[Teks yang Ditampilkan]
===

Rabu, 01 Juni 2011

Alokasi Dana Desa Versus PNPM

Penyakit lama peseteruan antar sektor, antar program, dan antar departeman dalam pelaksanaan program pembangunan masyarakat belum sembuh rupanya.


 

Belakangan malahan menunjukkan gejala makin akut. Perseteruan tak hanya berlangsung di pucuk-pucuk departemen di Jakarta. Tetapi sudah merembet, menjalar, dan menular hingga ke desa-desa.


 

Hari-hari ini kita menyaksikan bagaimana desa-desa dikepung oleh banyak program, oleh banyak departemen. Ironisnya, desa selalu tidak punya obat penawar. Posisinya tidak lebih dari sekedar medan pertarungan, lapangan balbalan, atau stadion tempat antar departemen saling bertanding. Sementara warga desa, pemilik sejati lapangan itu hanya menjadi penonton, atau penggembira yang sesekali bertepuk tangan, tetapi juga yang setelah pertandingan usai masih harus membersihkan sampah sisa-sisa pertarungan


 

Ada dua program yang sedang bertanding di daerah ini. Program Alokasi Dana Desa (ADD) versus Proyek Pengembangan Kecamatan/Proyek Penanggulangan Kemiskinan Perkotaan (PPK/P2KP)-proyek ini sekarang dikenal dengan nama Program Nasional Pemberdayaan Masyarakat (PNPM).

Kabar serupa juga kita dengar dari Kabupaten Lombok Tengah. Di wilayah ini Mitra Samya mencatat sebanyak 124 RPJM Desa yang telah disusun susah payah oleh Bapeda- AusAID-ACCESS konon menjadi mentah kembali karena kehadiran PPK-P2KP.


 

Kepala Desa sebagai pucuk pimpinan pemerintah di tingkat desa dalam melaksanakan tugas dan kewajibannya, mempunyai kewajiban untuk mempertanggungjawabkannya kepada masyarakat melalui Badan Perwakilan Desa dan menyampaikan laporan mengenai pelaksanaan tugasnya kepada Bupati (pasal 102 UU No. 22 tahun 1999).

===

[Tugas Anda]
A. Dalam teks tentang Alokasi Dana Desa dan PNPM, berapa RPJM Desa di Kabupaten Lombok Tengah yang dicatat Mitra Samya menjadi mentah kembali?
B. Lanjutkan teks tentang Alokasi Dana Desa dan PNPM, dimulai setelah kalimat terakhir yang ditampilkan.
Catatan berikut merupakan bahan tersendiri yang terpisah dari teks tentang Alokasi Dana Desa dan PNPM.

===

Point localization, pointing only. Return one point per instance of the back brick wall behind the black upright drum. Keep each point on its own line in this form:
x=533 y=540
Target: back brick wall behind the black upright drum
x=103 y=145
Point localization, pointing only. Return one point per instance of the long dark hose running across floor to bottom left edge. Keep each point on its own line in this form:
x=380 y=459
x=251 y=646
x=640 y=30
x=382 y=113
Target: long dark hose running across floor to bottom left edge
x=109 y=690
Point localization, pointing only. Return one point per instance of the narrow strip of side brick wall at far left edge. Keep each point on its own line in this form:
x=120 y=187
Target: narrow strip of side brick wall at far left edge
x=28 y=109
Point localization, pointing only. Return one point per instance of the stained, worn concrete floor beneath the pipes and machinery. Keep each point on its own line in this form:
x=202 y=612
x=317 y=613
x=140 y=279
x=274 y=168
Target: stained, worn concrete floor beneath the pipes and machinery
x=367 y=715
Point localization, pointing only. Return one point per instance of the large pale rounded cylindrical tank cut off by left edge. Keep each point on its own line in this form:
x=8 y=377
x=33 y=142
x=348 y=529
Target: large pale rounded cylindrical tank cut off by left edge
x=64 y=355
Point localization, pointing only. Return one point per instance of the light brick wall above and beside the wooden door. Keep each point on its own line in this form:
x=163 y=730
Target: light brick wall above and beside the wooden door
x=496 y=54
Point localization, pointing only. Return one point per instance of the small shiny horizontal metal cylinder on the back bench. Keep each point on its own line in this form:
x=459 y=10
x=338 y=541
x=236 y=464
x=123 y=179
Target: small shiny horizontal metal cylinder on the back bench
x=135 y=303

===

[Kunci Jawaban]
A. Sebanyak 124 RPJM Desa.

B.
Sedangkan Badan Perwakilan Desa mempunyai tugas untuk menetapkan Kepala Desa dari hasil pemilihan yang dilaksanakan oleh masyarakat desa (ayat 3 pasal 95 UU No. 22 Tahun 1999) serta sekaligus berhak untuk mengajukan usulan kepada Bupati agar Kepala Desa diperhentikan ( ayat 2 pasal 103 UU No. 22 Tahun 1999).


 

Hubungan antara Badan Perwakilan Desa dan Kepala Desa yang lainnya adalah berkaitan dengan penetapan peraturan desa dimana peraturan desa hanya sah secara hukum jika peraturan desa tersebut telah ditetapkan oleh Badan Perwakilan Desa. Jika salah satu dari Badan Perwakilan Desa atau Kepala Desa tidak terlibat dalam penetapan peraturan desa maka peraturan tersebut tidak sah secara hukum. Peraturan desa yang ditetapkan oleh Badan Perwakilan Desa dan Kepala Desa juga termasuk penetapan Anggaran Pendapatan dan Belanja Desa setiap tahunnya (ayat 3 pasal 107 UU No. 22 tahun 1999).


 

Dalam desa tidak hanya kelembagaan pemerintah desa dan Badan Perwakilan Desa saja yang ada, tapi ada dua lembaga lagi yaitu kelembagaan ekonomi dan kelembagaan sosial.


 

Kelembagaan ekonomi terdiri dari kelompok-kelompok masyarakat yang berorientasi profit (keuntungan) dan dibentuk di desa berbasiskan pada pengelolaan sektor produksi dan distribusi. Contoh dari kelembagaan ekonomi adalah koperasi, kelompok tani, kelompok pengrajin, perseroan terbatas yang ada di desa


 

Kelembagaan sosial meliputi pengelompokan sosial yang dibentuk oleh warga dan bersifat sukarela. Contoh dari kelembagan sosial adalah karang taruna, arisan, lembaga swadaya masyarakat, forum rt/rw, organisasi masyarakat.


 

Dalam berhubungan keempat lembaga tersebut berinteraksi secara dinamis (bisa merenggang maupun merapat) sesuai dengan kekuatan dan posisi tawar yang dimiliki masing-masing lembaga. Pada waktu tertentu, dimungkinkan adanya satu lembaga yang lebih dominan dibandingkan dengan ketiga lembaga lainnya dalam interaksi sosial. Sebagai contoh dimana pada masa Orde Baru, Pemerintah Desa lebih dominan dibandingkan dengan lembaga politik, masyarakat ekonomi dan masyarakat sipil.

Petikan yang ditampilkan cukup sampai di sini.